* _Stated problem_:
Keep the pictures out of the copy and print all the entries below exactly.

* _Items_:

○ ○ ○ ○ ○ ○ ○

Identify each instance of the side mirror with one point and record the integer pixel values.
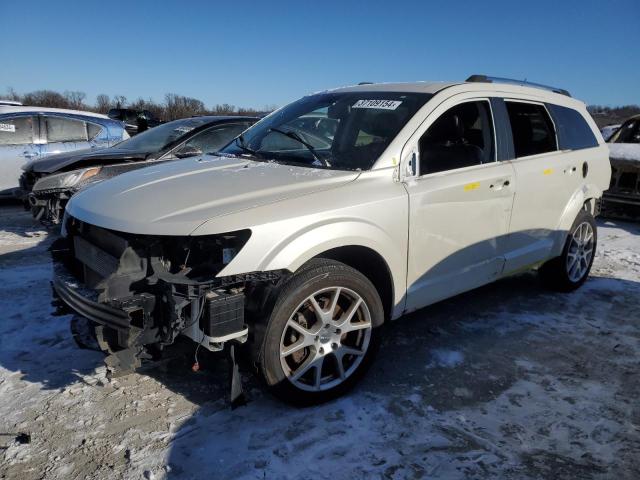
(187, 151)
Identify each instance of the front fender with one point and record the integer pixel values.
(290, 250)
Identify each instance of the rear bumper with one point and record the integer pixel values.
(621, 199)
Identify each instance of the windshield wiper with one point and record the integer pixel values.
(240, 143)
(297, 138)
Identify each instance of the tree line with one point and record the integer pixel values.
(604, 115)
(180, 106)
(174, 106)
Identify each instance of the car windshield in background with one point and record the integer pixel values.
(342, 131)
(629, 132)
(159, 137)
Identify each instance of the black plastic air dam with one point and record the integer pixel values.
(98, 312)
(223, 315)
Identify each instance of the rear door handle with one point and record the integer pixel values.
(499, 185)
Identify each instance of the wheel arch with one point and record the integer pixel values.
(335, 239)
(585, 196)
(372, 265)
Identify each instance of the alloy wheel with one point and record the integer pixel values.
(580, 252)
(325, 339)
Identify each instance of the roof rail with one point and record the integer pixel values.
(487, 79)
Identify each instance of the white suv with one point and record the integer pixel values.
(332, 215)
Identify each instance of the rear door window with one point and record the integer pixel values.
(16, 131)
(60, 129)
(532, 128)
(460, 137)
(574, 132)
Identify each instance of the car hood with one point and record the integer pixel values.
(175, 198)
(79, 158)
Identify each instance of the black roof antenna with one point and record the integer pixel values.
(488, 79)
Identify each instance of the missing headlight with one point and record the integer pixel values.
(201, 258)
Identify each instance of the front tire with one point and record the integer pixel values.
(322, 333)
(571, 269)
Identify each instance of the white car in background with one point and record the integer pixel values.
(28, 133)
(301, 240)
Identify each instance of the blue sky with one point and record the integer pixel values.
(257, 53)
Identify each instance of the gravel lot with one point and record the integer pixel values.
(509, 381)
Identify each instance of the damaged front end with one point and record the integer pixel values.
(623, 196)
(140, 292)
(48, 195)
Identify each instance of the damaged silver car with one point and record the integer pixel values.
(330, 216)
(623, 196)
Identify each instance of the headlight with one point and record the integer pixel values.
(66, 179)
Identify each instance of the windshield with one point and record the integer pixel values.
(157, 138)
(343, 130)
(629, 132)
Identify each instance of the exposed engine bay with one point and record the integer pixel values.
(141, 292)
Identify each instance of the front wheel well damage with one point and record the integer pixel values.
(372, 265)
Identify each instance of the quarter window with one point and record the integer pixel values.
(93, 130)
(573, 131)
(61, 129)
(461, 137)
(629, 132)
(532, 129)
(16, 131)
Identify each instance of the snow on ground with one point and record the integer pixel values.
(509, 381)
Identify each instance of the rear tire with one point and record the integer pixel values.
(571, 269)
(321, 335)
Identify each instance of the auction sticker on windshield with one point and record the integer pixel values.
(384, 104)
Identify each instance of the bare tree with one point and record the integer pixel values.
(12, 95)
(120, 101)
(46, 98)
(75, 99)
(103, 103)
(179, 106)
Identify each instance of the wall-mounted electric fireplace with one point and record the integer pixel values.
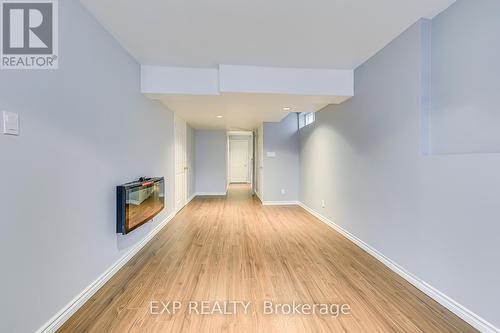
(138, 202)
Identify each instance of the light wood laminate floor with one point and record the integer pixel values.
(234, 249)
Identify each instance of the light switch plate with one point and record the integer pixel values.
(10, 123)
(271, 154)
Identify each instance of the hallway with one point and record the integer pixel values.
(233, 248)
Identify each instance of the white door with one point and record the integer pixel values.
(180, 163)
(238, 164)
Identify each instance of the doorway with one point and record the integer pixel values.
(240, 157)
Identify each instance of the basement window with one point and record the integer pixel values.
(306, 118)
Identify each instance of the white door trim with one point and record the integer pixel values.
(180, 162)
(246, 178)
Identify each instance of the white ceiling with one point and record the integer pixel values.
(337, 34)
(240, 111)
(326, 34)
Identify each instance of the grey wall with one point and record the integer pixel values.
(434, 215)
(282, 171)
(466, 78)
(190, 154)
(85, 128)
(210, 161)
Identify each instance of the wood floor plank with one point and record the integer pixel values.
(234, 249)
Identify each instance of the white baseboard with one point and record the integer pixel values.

○ ○ ○ ○ ○ ○ ○

* _Correct output_:
Identify each instance of the side mirror with one point and record the integer pixel values.
(187, 151)
Identify each instance of the front fender with one point and record the integer pixel values.
(290, 250)
Identify each instance of the rear bumper with one point and record the integer pixel values.
(621, 199)
Identify each instance of the windshield wiper with one point and record the integer pixel values.
(240, 143)
(297, 138)
Identify each instance of the tree line with one point and record the integer pixel values.
(604, 115)
(180, 106)
(174, 106)
Identify each instance of the car windshield in background with one point and record the integer pixel values.
(342, 131)
(629, 132)
(159, 137)
Identify each instance of the black plastic air dam with one point and record the integer pixel values.
(98, 312)
(223, 315)
Identify each instance of the rear door handle with one point and record the integer pixel values.
(499, 185)
Identify each instance of the wheel arch with one point and record the integer pixel values.
(335, 239)
(585, 196)
(372, 265)
Identify each instance of the alloy wheel with one point and record the integer pixel values.
(580, 252)
(325, 339)
Identify each instance of the roof rail with one point and record the integer pixel values.
(487, 79)
Identify each instance of the white suv with one point and record the integer pixel values.
(332, 215)
Identify each instance of the rear door window with one point and record the integer pixel values.
(16, 131)
(60, 129)
(532, 128)
(460, 137)
(574, 132)
Identify each instance of the car hood with one point and record the integer pixel values.
(175, 198)
(79, 158)
Identify each instance of the black roof antenna with one point and record the integer pixel values.
(488, 79)
Identify each instance of the missing headlight with one point and record the integer pixel values.
(201, 258)
Identify each instance of the front tire with one point and record the integer pixel values.
(322, 333)
(571, 269)
Identify each instance of the white car in background with one point and record the integer pixel values.
(28, 133)
(301, 240)
Identify each instance of the blue sky with one point and record the integer pixel values.
(257, 53)
Identify each instance of the gravel lot with one point and record the integer pixel values.
(509, 381)
Identify each instance of the damaged front end with one point and record the integer pixel values.
(623, 196)
(140, 292)
(48, 195)
Identify each instance of the damaged silver car with one point and record the integer pixel values.
(330, 216)
(623, 196)
Identify each instance of the headlight with one point and record the integer pixel values.
(66, 179)
Identify each instance of the windshield with one point and record the integer pixel values.
(157, 138)
(343, 130)
(629, 132)
Identify each instance of the exposed engine bay with one point and record the integer pixel values.
(141, 292)
Identify each instance of the front wheel well damage with one point and record the integer pixel values.
(372, 265)
Identify each instance of the quarter window with one point and record the integer pixel values.
(93, 130)
(573, 131)
(61, 129)
(461, 137)
(629, 132)
(532, 129)
(16, 131)
Identify each instance of the snow on ground with one point and record the integer pixel values.
(509, 381)
Identify each instance of the rear tire with one point and record the integer pixel values.
(571, 269)
(321, 335)
Identify each instance of the auction sticker on windshield with one point and record the integer pixel values.
(384, 104)
Identify each instance of the bare tree with one point and record the integer pixel values.
(12, 95)
(120, 101)
(46, 98)
(75, 99)
(103, 103)
(179, 106)
Identify each instance of the wall-mounted electric fireplace with one point and record the integer pixel values.
(138, 202)
Identify each instance of the light wood laminate floor with one point and record the integer pixel values.
(234, 249)
Identify each instance of the light switch plate with one point and record the integer pixel values.
(10, 123)
(271, 154)
Identify each instance of the hallway with one point and record the integer pixel values.
(233, 248)
Identify each instance of the white door with one point and record the integer pixel values.
(180, 163)
(238, 164)
Identify each instance of the doorway with one point and record the integer pixel values.
(240, 157)
Identify each instance of the basement window with one point and record the integer pixel values.
(306, 118)
Identify each instance of the white door trim with one point and record the integer pixel values.
(180, 162)
(246, 178)
Identify each instance of the white ceiling with one point and record the integer pixel values.
(337, 34)
(240, 111)
(326, 34)
Identify each instance of the grey wall with one point and record the integer pixel values.
(434, 215)
(282, 171)
(466, 78)
(190, 154)
(85, 128)
(210, 161)
Identify each instance of the wood floor plank with one point and record the integer pixel values.
(234, 249)
Identify each instance of the white baseboard with one point and record the integer pixel values.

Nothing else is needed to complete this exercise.